**Exercise instructions**
As soon as the line containing "positive clicks: (220, 63)" appears in the material below, start returning lines exactly, and end with the line containing "box: [480, 238, 535, 304]".

(Dataset content Opens)

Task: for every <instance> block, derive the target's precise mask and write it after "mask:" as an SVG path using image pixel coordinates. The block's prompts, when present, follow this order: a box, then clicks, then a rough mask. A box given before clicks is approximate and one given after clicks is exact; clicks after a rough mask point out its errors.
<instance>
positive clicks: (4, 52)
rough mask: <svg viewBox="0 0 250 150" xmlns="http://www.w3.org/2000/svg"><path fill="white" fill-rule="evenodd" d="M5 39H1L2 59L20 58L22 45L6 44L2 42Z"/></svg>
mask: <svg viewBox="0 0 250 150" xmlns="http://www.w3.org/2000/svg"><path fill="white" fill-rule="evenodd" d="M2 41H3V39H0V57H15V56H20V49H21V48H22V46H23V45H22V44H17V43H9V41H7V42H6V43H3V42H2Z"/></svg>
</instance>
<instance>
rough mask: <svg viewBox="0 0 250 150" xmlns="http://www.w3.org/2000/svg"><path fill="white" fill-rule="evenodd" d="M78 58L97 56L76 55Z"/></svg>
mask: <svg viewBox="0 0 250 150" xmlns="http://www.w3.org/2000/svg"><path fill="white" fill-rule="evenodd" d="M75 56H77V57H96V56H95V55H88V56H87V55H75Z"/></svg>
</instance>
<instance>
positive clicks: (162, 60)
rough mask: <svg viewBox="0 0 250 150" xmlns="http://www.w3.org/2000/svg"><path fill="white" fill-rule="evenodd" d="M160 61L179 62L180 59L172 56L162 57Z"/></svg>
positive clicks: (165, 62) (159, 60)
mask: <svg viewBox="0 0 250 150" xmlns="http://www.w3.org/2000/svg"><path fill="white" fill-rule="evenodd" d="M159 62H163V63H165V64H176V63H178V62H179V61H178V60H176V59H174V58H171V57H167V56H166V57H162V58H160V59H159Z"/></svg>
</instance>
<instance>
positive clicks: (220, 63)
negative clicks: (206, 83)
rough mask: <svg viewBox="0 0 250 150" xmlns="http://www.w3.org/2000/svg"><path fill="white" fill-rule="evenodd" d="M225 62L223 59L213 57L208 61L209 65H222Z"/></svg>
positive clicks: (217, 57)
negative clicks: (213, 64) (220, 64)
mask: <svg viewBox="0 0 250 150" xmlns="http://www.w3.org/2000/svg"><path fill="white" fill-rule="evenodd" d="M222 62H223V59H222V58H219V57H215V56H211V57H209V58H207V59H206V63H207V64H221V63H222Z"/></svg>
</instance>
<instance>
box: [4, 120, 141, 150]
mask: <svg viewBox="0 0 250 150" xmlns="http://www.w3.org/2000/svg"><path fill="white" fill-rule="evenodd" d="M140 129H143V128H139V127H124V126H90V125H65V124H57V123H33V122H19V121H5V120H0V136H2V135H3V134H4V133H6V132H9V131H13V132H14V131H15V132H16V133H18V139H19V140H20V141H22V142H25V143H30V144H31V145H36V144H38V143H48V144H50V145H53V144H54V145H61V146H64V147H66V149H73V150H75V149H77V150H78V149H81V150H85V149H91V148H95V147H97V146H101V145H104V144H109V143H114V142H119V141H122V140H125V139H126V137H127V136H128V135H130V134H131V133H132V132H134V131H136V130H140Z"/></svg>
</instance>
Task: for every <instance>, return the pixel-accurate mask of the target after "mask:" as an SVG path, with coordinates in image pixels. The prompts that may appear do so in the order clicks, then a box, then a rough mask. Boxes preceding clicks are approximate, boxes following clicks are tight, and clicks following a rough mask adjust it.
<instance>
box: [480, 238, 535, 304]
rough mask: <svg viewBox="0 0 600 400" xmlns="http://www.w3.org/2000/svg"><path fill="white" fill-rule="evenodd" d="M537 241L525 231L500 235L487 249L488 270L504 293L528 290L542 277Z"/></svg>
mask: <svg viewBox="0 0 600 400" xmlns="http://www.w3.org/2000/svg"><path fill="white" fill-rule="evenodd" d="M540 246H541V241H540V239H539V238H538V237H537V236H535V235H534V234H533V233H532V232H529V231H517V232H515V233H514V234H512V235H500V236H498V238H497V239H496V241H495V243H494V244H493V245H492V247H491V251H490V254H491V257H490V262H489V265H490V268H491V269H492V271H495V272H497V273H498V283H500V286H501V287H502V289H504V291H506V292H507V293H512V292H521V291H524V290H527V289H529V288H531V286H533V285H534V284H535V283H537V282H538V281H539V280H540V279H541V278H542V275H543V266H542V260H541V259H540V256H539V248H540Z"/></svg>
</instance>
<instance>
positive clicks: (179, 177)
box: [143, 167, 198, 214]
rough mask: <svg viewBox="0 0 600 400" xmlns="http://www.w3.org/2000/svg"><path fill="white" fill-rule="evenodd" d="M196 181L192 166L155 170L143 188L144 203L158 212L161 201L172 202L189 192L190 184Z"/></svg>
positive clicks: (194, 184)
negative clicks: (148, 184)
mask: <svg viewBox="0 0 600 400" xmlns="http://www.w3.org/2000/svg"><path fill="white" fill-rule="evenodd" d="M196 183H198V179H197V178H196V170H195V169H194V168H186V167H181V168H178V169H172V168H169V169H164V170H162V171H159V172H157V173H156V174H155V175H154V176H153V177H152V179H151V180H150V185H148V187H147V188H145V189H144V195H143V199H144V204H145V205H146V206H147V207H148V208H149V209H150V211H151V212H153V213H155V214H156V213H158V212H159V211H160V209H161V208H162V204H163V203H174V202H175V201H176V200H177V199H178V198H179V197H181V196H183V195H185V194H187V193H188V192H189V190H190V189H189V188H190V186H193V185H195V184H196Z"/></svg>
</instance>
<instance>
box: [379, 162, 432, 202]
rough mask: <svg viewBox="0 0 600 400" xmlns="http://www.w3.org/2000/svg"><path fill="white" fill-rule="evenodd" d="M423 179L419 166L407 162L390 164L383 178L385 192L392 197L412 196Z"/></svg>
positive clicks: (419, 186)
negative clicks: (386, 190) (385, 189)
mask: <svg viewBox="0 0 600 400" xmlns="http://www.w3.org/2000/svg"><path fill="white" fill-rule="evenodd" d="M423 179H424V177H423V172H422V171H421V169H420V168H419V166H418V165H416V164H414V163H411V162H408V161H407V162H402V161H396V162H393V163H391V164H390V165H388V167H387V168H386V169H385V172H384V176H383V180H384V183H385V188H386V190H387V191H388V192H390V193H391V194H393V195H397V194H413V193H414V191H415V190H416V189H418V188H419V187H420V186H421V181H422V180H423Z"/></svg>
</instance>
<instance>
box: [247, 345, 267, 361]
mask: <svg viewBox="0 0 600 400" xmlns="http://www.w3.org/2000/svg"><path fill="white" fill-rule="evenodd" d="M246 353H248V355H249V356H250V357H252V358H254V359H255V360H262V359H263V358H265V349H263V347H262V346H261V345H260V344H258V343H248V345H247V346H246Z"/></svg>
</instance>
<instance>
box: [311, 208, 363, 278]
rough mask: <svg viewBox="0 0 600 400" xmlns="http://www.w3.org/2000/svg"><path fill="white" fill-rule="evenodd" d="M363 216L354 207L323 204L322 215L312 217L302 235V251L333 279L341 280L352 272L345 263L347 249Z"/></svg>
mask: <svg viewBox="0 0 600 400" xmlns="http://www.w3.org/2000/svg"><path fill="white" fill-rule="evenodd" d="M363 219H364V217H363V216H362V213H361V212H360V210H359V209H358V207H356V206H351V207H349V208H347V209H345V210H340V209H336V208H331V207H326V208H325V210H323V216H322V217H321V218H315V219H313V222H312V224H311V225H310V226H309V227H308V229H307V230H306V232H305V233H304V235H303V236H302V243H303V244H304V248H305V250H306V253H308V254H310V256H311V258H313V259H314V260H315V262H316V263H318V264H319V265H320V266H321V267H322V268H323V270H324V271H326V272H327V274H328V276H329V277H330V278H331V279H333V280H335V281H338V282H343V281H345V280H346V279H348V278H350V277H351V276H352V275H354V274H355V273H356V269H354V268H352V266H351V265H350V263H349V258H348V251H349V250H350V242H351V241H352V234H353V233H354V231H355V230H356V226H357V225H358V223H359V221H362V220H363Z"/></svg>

(Dataset content Closes)

**Task result**
positive clicks: (220, 63)
negative clicks: (206, 83)
rough mask: <svg viewBox="0 0 250 150" xmlns="http://www.w3.org/2000/svg"><path fill="white" fill-rule="evenodd" d="M225 62L223 59L213 57L208 61L209 65H222Z"/></svg>
positive clicks: (217, 57)
negative clicks: (213, 64) (220, 64)
mask: <svg viewBox="0 0 250 150" xmlns="http://www.w3.org/2000/svg"><path fill="white" fill-rule="evenodd" d="M222 62H223V59H222V58H219V57H215V56H211V57H209V58H207V59H206V63H207V64H221V63H222Z"/></svg>
</instance>
<instance>
box: [4, 120, 141, 150]
mask: <svg viewBox="0 0 250 150" xmlns="http://www.w3.org/2000/svg"><path fill="white" fill-rule="evenodd" d="M140 129H143V128H139V127H124V126H90V125H65V124H57V123H33V122H19V121H5V120H0V136H2V135H3V134H4V133H6V132H9V131H13V132H14V131H15V132H16V133H18V139H19V140H20V141H22V142H25V143H30V144H31V145H36V144H38V143H48V144H50V145H53V144H54V145H61V146H64V147H66V149H73V150H75V149H77V150H78V149H81V150H85V149H91V148H95V147H97V146H101V145H104V144H109V143H114V142H119V141H122V140H125V139H126V137H127V136H128V135H130V134H131V133H132V132H134V131H136V130H140Z"/></svg>
</instance>
Task: for every <instance>, return the pixel-accurate mask of the target after "mask:" as an SVG path, with coordinates in image pixels. The prompts that may appear do so in the order clicks, then a box, then a rough mask. Boxes preceding clicks are approximate, boxes following clicks are tight, and clicks following a rough mask adjust it.
<instance>
box: [480, 238, 535, 304]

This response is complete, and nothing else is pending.